Cette étude est consacrée à l’analyse des effets de la masse salariale sur les investissements au Bénin (1980-2010). A l’issue de l’étude, nous pouvons vérifier les hypothèses et faire des suggestions.
– Synthèse des résultats
Cette étude a fait l’objet de l’analyse des effets de la masse salariale sur les investissements au Bénin. Nous avons analysé, à cet effet dans un premier temps le comportement de la masse salariale, de l’investissement privé et de l’investissement public. Dans un second temps les modèles d’investissement privé et d’investissement public ont été élaborés et estimés.
Le niveau de la masse salariale, en pourcentage des recettes fiscales, a varié en dents de scie entre 31% et 107,2% tandis que le niveau de l’investissement privé a varié entre 8,56% et 13,14% ; et de l’investissement public, entre 1,8% et 3,1% du PIB de 1980 à 2010. Mais à partir de 1989 où elle avait atteint son niveau le plus élevé (107,2%), la masse salariale, en pourcentage des recettes fiscales, diminue et suit ce rythme jusqu’en 2007 où elle s’établie 32% respectant ainsi les normes des critères de convergence de l’UEMOA (taux de masse salariale < 35%). Cette performance n’a pas perduré car en 2010, elle monte pour atteindre 45,3% dû aux effets du second tour de la crise économique et financière.
La période de 1980 à 1990 a été marquée par une constance de l’investissement privé qui tourne en moyenne autour de 9,5% du PIB. Mais à partir de 1991, on assiste à une croissance de ce type d’investissement qui passe de 9,3% à 12,7% du PIB en 1999. Par contre, de 2000 à 2009, le taux d’investissement privé a connu une évolution erratique.
Quant à l’investissement public, la période a été marquée par une certaine instabilité. En effet, même si certaines années correspondent à des taux d’investissement public élevés comme en 1989 avec près de 4% du PIB, d’autres par contre sont allés de pair avec des taux de croissance de l’investissement public très bas comme en 1998 avec 1,8% du PIB. Les réformes entreprises (initiative PPTE, DSRP, SCRP) à partir de 2000 ont permis d’obtenir des taux d’investissement public élevés.
Les résultats issus de l’estimation des modèles économétriques élaborés montrent d’abord, que la masse salariale exerce un effet négatif et significatif au seuil de 5% à long terme sur l’investissement privé au Bénin. Ce résultat pourrait s’expliquer par le fait qu’au Bénin, les entreprises privées cherchent à minimiser leurs charges salariales pour mieux faire face aux charges fiscales et de manière à maximiser leurs profits. A court terme, elle a un effet négatif sur l’investissement privé mais n’est pas significatif. Ceci s’explique par le fait que les politiques budgétaires en matière de rémunération du travail au Bénin doivent bénéficier d’une période assez longue pour avoir les effets escomptés.
Quant à l’investissement public, la masse salariale l’influence positivement et significativement au seuil de 5% à long terme. Un tel résultat s’explique par le fait qu’une augmentation des salaires, à long terme, conduira les investisseurs exerçant dans le secteur formel à choisir d’autres destinations. Une telle situation montre que l’impact de ces flux nécessite un certain nombre de condition au sein des pays d’accueil. De ce fait on assistera à une baisse de la masse salariale qui constitue la principale composante des dépenses d’investissement public. Mais cette influence s’avère positive et non significative à court terme. Ceci s’explique par le fait que peut être la masse salariale ne constitue pas la véritable composante des investissements publics au Bénin.

Extraits de données:
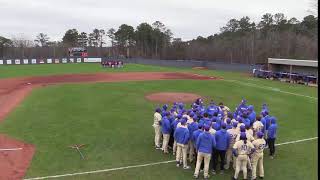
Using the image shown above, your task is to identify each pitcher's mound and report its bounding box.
[192,67,208,70]
[146,92,201,103]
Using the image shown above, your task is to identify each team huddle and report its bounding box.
[153,99,278,179]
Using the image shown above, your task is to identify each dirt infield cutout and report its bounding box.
[0,72,220,179]
[146,92,201,103]
[192,66,208,70]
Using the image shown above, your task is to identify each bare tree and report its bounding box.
[34,33,49,47]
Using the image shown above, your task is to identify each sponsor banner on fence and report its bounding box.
[84,58,101,62]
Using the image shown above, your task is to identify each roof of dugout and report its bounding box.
[268,58,318,68]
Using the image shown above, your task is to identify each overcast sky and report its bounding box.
[0,0,316,40]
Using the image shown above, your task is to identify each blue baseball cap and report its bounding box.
[180,118,187,125]
[240,132,247,140]
[221,122,227,129]
[204,124,210,131]
[226,118,231,124]
[232,122,238,128]
[162,104,168,110]
[240,125,246,132]
[270,117,276,124]
[257,131,264,138]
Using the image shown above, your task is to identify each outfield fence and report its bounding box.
[0,57,263,73]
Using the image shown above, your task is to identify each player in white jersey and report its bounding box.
[233,132,254,179]
[152,108,162,149]
[252,116,264,138]
[225,122,239,169]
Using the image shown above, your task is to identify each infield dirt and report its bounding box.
[0,72,220,180]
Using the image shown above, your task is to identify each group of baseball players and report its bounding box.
[101,61,123,68]
[153,98,278,180]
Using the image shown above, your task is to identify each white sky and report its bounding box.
[0,0,310,40]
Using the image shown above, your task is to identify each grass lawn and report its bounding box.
[0,64,318,180]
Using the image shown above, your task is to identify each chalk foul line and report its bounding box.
[24,137,318,180]
[0,148,22,151]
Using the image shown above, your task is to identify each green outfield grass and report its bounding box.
[0,64,318,180]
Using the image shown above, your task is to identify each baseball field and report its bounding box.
[0,64,318,180]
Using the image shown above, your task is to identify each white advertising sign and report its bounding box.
[84,58,101,62]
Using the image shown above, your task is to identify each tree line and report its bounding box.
[0,13,318,64]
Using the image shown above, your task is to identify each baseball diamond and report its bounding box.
[0,63,318,179]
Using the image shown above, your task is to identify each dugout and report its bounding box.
[268,58,318,83]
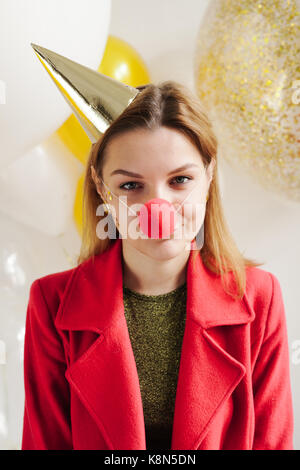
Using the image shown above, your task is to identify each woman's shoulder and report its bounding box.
[29,265,81,318]
[244,267,286,333]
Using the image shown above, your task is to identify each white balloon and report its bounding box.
[0,212,80,449]
[0,0,111,169]
[0,133,83,235]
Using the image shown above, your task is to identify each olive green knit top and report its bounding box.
[123,282,187,449]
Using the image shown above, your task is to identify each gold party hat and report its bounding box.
[31,43,139,143]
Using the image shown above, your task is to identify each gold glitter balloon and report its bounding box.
[194,0,300,201]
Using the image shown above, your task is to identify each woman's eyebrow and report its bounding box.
[110,163,200,178]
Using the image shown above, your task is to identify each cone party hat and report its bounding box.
[31,43,139,143]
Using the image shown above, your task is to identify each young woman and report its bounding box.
[22,81,293,450]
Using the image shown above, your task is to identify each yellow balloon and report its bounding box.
[98,36,150,87]
[69,36,150,236]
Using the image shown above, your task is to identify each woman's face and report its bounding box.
[95,127,213,259]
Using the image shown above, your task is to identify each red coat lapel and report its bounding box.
[55,239,255,450]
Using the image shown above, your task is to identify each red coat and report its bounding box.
[22,239,293,450]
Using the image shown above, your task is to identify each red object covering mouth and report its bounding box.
[138,198,176,239]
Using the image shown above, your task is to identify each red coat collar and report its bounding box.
[55,239,255,450]
[56,239,255,332]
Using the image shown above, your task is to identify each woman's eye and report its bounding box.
[120,176,192,191]
[120,181,138,191]
[174,176,192,184]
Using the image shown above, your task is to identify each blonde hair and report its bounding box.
[77,80,263,299]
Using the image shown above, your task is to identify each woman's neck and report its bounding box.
[122,240,190,295]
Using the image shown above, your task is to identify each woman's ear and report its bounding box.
[91,165,104,200]
[206,158,216,184]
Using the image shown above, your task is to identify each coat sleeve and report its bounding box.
[22,279,72,450]
[252,273,294,450]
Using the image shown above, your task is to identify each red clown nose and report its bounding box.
[139,198,176,238]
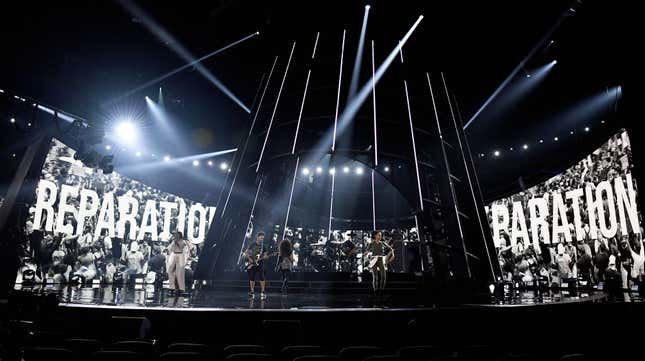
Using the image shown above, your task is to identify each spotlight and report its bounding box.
[115,120,136,143]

Exercice: Recopiez mot pour mot le passage du texte sur la masse salariale au Bénin qui va de « La période de » à « d’investissement public élevés. ». Ce matériau n'est d'aucune utilité ici.

Réponse ci-dessous:
La période de 1980 à 1990 a été marquée par une constance de l’investissement privé qui tourne en moyenne autour de 9,5% du PIB. Mais à partir de 1991, on assiste à une croissance de ce type d’investissement qui passe de 9,3% à 12,7% du PIB en 1999. Par contre, de 2000 à 2009, le taux d’investissement privé a connu une évolution erratique.
Quant à l’investissement public, la période a été marquée par une certaine instabilité. En effet, même si certaines années correspondent à des taux d’investissement public élevés comme en 1989 avec près de 4% du PIB, d’autres par contre sont allés de pair avec des taux de croissance de l’investissement public très bas comme en 1998 avec 1,8% du PIB. Les réformes entreprises (initiative PPTE, DSRP, SCRP) à partir de 2000 ont permis d’obtenir des taux d’investissement public élevés.